Problem to work on
Render all of the material below as a numbered list with one entry per line. Omit blank lines and the pictures.

Supplied records
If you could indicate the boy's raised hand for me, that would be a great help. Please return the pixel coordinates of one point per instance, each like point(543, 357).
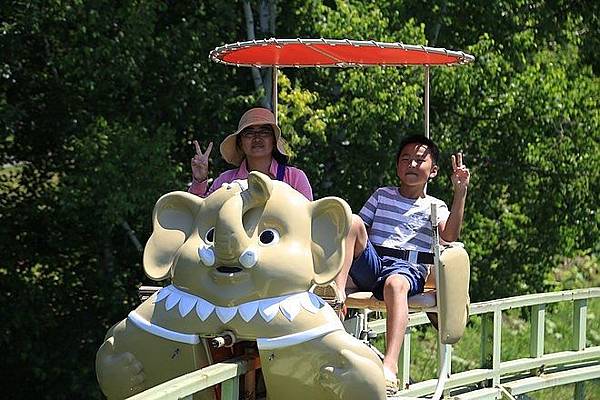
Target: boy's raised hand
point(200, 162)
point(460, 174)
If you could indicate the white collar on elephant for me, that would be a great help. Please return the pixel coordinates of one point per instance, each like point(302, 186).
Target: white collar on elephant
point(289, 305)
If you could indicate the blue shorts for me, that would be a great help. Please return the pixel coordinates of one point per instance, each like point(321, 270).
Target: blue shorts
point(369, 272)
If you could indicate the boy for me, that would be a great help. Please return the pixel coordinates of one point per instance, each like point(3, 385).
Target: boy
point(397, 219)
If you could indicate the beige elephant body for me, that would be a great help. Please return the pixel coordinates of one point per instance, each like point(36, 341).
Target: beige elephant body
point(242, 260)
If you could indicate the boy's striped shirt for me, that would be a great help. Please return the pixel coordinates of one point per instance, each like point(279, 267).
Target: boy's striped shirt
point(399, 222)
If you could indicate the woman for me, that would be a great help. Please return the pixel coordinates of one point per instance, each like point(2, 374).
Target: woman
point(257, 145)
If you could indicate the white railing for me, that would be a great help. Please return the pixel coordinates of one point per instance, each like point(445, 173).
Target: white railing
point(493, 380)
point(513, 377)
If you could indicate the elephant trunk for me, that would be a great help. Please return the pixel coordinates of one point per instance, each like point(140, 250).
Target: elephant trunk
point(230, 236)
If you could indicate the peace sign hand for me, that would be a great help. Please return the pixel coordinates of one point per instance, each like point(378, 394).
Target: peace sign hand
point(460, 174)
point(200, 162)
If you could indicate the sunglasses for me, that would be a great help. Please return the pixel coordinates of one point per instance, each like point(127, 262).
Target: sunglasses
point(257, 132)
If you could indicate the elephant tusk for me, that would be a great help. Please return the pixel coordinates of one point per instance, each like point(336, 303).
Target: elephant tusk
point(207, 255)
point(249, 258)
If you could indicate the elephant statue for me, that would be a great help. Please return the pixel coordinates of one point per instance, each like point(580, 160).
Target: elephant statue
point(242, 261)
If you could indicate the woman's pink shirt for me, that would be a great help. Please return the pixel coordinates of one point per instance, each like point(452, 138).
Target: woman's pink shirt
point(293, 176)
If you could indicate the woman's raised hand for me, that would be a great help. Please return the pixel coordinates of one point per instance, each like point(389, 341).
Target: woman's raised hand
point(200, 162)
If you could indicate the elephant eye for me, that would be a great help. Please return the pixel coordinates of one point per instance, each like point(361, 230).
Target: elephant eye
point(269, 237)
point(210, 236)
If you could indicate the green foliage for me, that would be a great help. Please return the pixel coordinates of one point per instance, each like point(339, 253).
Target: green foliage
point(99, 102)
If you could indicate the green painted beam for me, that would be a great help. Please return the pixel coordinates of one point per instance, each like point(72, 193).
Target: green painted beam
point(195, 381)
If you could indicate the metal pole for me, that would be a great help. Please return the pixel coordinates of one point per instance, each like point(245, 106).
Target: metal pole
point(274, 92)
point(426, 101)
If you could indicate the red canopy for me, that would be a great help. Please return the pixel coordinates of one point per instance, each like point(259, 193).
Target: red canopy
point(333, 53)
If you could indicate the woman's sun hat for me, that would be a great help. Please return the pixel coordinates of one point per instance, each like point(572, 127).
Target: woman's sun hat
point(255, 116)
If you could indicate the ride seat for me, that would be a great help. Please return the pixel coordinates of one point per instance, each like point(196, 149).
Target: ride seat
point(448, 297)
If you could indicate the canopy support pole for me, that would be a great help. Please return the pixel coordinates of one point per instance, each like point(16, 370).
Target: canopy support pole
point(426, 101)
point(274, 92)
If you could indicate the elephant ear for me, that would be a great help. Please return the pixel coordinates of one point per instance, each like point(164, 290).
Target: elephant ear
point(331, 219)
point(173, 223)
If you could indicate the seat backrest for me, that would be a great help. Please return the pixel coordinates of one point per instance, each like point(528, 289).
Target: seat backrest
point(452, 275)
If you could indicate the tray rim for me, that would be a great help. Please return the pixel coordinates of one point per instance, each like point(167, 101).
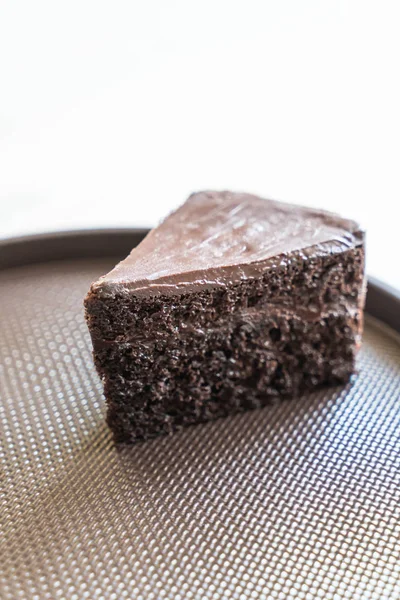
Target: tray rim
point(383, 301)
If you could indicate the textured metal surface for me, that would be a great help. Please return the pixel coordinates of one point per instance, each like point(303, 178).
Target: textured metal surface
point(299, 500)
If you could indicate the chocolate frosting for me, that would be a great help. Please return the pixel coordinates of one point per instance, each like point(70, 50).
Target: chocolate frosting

The solution
1. If you could indicate the boy's raised hand for me, that would be a great help. Please return the pixel coordinates of one point per instance, each like point(543, 357).
2. Target: boy's raised hand
3. point(200, 162)
4. point(460, 174)
5. If you could indicate the white collar on elephant for me, that would be a great help. Please return the pixel coordinates of one point per instance, each like point(302, 186).
6. Target: white collar on elephant
7. point(289, 305)
8. If you could indicate the blue shorts for me, that would be a great help. Please return the pixel coordinates of one point per instance, each like point(321, 270).
9. Target: blue shorts
10. point(369, 272)
11. If you could indicate the boy for me, that would be a great help. Please return the pixel coordinates of one point per instance, each like point(3, 385).
12. Target: boy
13. point(397, 219)
14. If you could indicate the beige elephant body for me, that would be a great help. Please return the pixel coordinates of one point per instance, each like point(36, 341).
15. Target: beige elephant body
16. point(242, 260)
17. If you could indicate the boy's striped shirt for me, that would be a great help. Please return the pixel coordinates of one point per instance, each like point(279, 267).
18. Target: boy's striped shirt
19. point(399, 222)
20. If you could indicate the woman for me, that would be a great help. Please return the pixel coordinates of one point per instance, each like point(2, 374).
21. Target: woman
22. point(257, 145)
23. If you could indicate the white railing for me, that would be a great help. Please return the pixel coordinates of one point per instance, each like point(445, 173).
24. Target: white railing
25. point(493, 380)
26. point(513, 377)
27. If you could indicate the elephant trunk for me, that would be a great help. Please return the pixel coordinates of one point per instance, each like point(140, 250).
28. Target: elephant trunk
29. point(230, 236)
30. If you could indicate the peace sign hand for me, that would be a great help. Please return the pixel coordinates of one point per instance, each like point(378, 394).
31. Target: peace sign hand
32. point(460, 174)
33. point(200, 162)
34. If you could indicate the sunglasses for me, that would be a great help. Please return the pixel coordinates of one point per instance, each like point(127, 262).
35. Target: sunglasses
36. point(257, 132)
37. If you could indicate the elephant tusk for me, that would be a great help. Please return the pixel coordinates of one point per instance, each like point(336, 303).
38. Target: elephant tusk
39. point(207, 255)
40. point(249, 258)
41. If you could indicate the elephant statue for me, that would be a great help. Please return the pixel coordinates of one point per instance, each like point(580, 160).
42. Target: elephant statue
43. point(242, 261)
44. If you could indicate the woman's pink shirt for me, that would be a great help. Please return the pixel coordinates of one point per instance, each like point(452, 138).
45. Target: woman's pink shirt
46. point(293, 176)
47. If you could indicate the woman's raised hand for me, that would be a great help. Please return the pixel coordinates of one point per instance, each like point(389, 341).
48. Target: woman's raised hand
49. point(200, 162)
50. If you could indicate the elephant eye for me, that would be a great help. Please return the pixel coordinates of one point per instance, each like point(361, 230).
51. Target: elephant eye
52. point(269, 237)
53. point(210, 236)
54. If you could indicate the green foliage for me, that would be a great help. Please return the pixel coordinates of one point per instance, each like point(339, 253).
55. Target: green foliage
56. point(99, 102)
57. If you could indicate the green painted beam for me, that would be a great help. Please return the pixel coordinates of one point per instance, each like point(72, 193).
58. Target: green painted beam
59. point(195, 381)
60. If you could indicate the metal pole for me, that would be a great help. Please return the pixel coordinates of one point per instance, each like point(245, 106).
61. Target: metal pole
62. point(274, 92)
63. point(426, 101)
64. If you could indicate the red canopy for me, that would be a great help. Please return the pixel coordinates of one point per instance, each like point(259, 193).
65. Target: red canopy
66. point(333, 53)
67. If you could indicate the woman's sun hat for me, that would be a great help. Please return the pixel coordinates of one point per instance, each like point(572, 127).
68. Target: woman's sun hat
69. point(255, 116)
70. If you could indicate the ride seat for me, that would be a great help. Please return the pixel coordinates of one point per instance, each like point(196, 149).
71. Target: ride seat
72. point(448, 297)
73. If you could indicate the canopy support pole for me, that would be a great help. Please return the pixel coordinates of one point per instance, each like point(16, 370).
74. Target: canopy support pole
75. point(426, 101)
76. point(274, 92)
77. If you could indicate the elephant ear for me, that would be a great help. Please return the pixel coordinates of one point per instance, each like point(164, 290).
78. Target: elephant ear
79. point(331, 219)
80. point(173, 223)
81. If you could indicate the seat backrest for me, that would be a great help. Please return the pixel coordinates of one point per instance, each like point(528, 289).
82. Target: seat backrest
83. point(452, 275)
84. If you could indicate the tray rim for me, that would be a great help. Please return the pixel coordinates of one point per instance, each like point(167, 101).
85. Target: tray rim
86. point(383, 301)
87. If you could indicate the textured metal surface for me, that would be a great help. Please return the pixel coordinates of one point per instance, each like point(303, 178).
88. Target: textured metal surface
89. point(299, 500)
90. If you could indicate the chocolate frosting for me, that would be a great help. Please return the pixel coordinates of one point per instance, each like point(70, 50).
91. Target: chocolate frosting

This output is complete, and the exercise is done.